▶ Excerpted text

>>>

The 7,210grt Kingsbury was built in Bethlehem-Fairfield Shipyard at Baltimore as the Liberty Ship Samlamu. She became Kingsbury in 1947. In 1960 she was sold to the Polish SS Co. and renamed Huta Bedzin and in 1969 she was hulked and renamed MP-ZP-GDY-6. She was broken up by Haminan Laivaromu Oy at Hamina during July 1982. (FotoFlite)
Capper, Alexander & Co
Capper, Alexander & Company was registered in 1875 at 5, Mount Stuart Square, Cardiff by Edward H. Capper and Edward Alexander to own two iron full-rigged clipper ships, Aberaman and Abercarne, then building at Stockton by Richardson. The Capper family hailed from London, Capt. E.H. Capper having been in command of sailing ships since 1864 at the age of 25 years, and he came ashore around 1872 to establish his shipbroking business in Cardiff. Edward Alexander had previously been engaged in shipbuilding at Hartlepool, rising to become head cashier for Denton, Gray & Company before forming a partnership in 1869 with Edward Withy as Withy, Alexander & Company to take over the Middleton shipyard of Denton, Gray & Company. Edward Alexander withdrew in late 1873 from his shipyard, which had built thirty steamers in that five year period, and moved to Cardiff to join his cousin Capt. E.H. Capper.

<<<

▶ List of tasks
A - In the shipping history text, in what year did Edward Alexander form a partnership with Edward Withy?
B - Retype the portion of the shipping history text starting with "The 7,210grt Kingsbury" and going on through "July 1982. (FotoFlite)", reproducing every word and punctuation mark without change.

▶ Provided material
>>>

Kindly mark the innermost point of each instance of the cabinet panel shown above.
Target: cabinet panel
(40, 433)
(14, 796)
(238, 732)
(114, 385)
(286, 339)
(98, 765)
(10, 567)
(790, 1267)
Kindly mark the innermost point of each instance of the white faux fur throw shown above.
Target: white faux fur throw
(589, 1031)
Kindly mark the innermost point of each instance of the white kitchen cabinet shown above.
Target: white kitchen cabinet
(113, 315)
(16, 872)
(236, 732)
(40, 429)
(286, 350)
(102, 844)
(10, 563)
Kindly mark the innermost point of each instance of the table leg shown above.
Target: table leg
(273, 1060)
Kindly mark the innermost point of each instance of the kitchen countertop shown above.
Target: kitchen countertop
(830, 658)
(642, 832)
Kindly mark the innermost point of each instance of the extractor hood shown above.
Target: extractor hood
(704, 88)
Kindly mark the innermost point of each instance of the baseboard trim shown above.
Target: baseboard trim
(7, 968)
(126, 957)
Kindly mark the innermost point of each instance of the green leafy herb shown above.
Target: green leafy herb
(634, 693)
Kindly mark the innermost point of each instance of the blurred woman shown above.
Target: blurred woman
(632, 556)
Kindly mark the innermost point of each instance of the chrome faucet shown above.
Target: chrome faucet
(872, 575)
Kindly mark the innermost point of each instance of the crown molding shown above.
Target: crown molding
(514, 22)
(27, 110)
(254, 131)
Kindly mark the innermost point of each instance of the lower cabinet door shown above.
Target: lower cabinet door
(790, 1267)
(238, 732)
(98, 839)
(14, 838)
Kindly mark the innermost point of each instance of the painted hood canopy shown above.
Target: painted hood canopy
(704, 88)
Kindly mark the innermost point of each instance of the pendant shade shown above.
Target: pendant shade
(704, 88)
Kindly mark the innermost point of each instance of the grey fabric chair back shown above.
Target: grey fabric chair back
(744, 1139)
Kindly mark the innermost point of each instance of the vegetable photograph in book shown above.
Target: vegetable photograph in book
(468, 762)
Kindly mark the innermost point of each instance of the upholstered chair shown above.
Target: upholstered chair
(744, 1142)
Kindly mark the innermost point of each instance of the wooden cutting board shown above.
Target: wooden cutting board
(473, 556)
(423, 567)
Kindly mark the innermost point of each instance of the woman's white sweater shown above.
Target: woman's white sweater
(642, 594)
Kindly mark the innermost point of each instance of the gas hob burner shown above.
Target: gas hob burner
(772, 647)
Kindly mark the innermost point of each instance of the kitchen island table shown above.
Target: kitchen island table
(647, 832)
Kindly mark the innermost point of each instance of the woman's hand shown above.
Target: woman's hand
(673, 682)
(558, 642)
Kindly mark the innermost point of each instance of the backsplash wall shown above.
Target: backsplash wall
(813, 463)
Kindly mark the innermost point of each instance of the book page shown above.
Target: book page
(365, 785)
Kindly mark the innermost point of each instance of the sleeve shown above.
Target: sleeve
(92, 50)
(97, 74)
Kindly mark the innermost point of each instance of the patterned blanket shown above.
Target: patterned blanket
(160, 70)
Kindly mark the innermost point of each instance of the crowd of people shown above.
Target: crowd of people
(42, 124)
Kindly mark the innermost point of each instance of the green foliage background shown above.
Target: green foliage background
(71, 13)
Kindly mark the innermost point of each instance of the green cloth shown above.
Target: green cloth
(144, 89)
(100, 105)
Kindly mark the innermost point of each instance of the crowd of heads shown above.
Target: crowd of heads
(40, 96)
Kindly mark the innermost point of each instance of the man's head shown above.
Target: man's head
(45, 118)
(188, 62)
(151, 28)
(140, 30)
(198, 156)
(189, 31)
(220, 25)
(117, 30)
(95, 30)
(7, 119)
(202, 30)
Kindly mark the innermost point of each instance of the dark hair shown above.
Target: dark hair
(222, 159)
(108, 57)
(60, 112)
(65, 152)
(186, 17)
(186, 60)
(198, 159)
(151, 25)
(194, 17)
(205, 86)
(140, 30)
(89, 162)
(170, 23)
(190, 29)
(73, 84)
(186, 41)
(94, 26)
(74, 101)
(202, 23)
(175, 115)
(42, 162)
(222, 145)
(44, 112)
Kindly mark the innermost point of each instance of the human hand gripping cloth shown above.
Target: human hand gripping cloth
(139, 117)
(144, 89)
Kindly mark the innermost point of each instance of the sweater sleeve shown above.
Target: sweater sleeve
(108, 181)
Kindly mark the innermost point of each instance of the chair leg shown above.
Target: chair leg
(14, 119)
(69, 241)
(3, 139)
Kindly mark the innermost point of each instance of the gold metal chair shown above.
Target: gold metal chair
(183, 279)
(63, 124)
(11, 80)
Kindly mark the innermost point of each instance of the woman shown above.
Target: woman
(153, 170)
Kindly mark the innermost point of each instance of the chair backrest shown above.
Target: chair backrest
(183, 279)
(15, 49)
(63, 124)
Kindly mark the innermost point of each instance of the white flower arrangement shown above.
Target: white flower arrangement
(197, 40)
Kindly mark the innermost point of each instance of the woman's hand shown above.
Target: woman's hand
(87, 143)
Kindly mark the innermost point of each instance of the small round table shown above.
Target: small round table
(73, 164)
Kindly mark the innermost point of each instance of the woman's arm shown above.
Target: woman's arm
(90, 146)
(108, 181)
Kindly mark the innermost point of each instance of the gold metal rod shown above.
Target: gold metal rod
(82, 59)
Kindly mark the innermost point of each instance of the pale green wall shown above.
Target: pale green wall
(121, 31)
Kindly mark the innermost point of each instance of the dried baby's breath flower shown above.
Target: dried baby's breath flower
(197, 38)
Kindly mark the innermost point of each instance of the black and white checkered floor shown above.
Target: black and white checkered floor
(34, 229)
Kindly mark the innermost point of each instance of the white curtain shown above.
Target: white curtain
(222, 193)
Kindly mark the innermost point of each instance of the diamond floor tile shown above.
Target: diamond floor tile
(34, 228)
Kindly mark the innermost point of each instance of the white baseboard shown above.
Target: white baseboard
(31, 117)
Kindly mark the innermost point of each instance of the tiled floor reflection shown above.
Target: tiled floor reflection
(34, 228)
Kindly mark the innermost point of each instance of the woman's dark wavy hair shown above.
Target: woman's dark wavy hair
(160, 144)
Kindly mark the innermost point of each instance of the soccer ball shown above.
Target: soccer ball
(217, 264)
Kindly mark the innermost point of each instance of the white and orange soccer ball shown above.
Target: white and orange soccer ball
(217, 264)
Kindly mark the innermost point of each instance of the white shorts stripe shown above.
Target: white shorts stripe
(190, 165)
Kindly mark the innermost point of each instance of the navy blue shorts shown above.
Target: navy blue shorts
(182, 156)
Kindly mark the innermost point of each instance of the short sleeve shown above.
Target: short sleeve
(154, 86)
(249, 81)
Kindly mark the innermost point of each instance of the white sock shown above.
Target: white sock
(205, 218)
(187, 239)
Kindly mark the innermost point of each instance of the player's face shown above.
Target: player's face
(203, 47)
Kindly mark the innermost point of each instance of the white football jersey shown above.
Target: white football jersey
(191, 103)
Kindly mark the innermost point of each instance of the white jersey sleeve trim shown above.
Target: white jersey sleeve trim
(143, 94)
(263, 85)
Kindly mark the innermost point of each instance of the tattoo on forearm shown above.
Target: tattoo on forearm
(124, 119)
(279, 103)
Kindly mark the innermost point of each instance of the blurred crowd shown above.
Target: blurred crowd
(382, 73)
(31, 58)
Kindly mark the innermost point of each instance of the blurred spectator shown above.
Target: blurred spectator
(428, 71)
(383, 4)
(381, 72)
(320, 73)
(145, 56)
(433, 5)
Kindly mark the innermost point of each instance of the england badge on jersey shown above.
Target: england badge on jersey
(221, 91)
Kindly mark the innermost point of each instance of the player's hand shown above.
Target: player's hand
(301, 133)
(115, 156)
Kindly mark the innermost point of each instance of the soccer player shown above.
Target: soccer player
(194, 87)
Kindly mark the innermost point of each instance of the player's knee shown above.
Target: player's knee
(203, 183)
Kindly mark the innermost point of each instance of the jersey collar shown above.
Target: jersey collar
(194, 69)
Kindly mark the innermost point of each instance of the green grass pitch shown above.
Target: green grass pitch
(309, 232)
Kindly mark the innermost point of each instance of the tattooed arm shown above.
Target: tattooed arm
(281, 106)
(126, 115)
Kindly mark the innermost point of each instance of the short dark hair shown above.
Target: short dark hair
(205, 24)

<<<

▶ Results
A - 1869

B -
The 7,210grt Kingsbury was built in Bethlehem-Fairfield Shipyard at Baltimore as the Liberty Ship Samlamu. She became Kingsbury in 1947. In 1960 she was sold to the Polish SS Co. and renamed Huta Bedzin and in 1969 she was hulked and renamed MP-ZP-GDY-6. She was broken up by Haminan Laivaromu Oy at Hamina during July 1982. (FotoFlite)